(begin)

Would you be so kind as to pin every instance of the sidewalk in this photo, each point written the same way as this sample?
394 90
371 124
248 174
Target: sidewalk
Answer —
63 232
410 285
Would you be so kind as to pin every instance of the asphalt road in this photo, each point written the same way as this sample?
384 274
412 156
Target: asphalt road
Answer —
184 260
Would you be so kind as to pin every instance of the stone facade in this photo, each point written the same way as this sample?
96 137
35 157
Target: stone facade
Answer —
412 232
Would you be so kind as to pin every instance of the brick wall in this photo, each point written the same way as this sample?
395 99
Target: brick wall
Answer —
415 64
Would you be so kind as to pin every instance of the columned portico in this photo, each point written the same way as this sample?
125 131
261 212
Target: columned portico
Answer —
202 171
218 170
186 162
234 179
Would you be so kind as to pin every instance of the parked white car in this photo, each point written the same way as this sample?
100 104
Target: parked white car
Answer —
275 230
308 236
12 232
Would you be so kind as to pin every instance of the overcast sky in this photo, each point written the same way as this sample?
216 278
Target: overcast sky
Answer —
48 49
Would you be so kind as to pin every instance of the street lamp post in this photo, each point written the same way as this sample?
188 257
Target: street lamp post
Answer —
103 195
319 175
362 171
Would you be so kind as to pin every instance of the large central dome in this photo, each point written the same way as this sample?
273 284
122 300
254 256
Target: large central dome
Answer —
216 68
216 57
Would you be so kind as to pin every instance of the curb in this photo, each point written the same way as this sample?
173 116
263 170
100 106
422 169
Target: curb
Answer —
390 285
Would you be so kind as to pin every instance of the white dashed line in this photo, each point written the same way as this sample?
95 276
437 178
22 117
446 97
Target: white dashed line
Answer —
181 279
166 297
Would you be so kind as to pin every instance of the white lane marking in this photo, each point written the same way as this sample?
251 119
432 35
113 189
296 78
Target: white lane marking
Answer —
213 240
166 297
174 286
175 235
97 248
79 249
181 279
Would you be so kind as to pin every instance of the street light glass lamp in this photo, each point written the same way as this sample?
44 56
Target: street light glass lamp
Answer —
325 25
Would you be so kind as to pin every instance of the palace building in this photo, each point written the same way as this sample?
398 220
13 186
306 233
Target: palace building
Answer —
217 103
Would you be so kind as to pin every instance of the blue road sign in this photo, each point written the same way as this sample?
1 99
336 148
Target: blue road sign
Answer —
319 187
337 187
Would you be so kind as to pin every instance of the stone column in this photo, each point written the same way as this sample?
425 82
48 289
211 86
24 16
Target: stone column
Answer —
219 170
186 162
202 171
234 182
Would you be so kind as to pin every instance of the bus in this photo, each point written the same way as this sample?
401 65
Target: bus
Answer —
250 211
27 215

(end)

Carry over the lines starting with the line with "of the palace" and going on through the end of the items, requests included, adding 147 to every coordinate in the answers. Leave the numbers in the requests and their format samples unchanged.

Would you be so kind as to pin every instance of the palace building in this photo, each point written the same way as this sample?
398 220
13 186
306 233
Target: palace building
Answer —
364 250
Would you be so kind as to pin every instance of the blue road sign in this photo, each point written the same way as this sample?
1 99
336 148
Target: blue road sign
Answer —
466 334
484 334
Would you be so kind as to pin every instance of the stone column in this photo, each point written the same way as this sample?
425 82
48 289
211 86
24 16
Target: stone column
Answer —
366 317
333 309
349 318
381 329
Would you be so kind as to pin every instance of the bus in this photo, each point written the same way as this sample?
401 65
Target: bus
Answer —
397 358
174 362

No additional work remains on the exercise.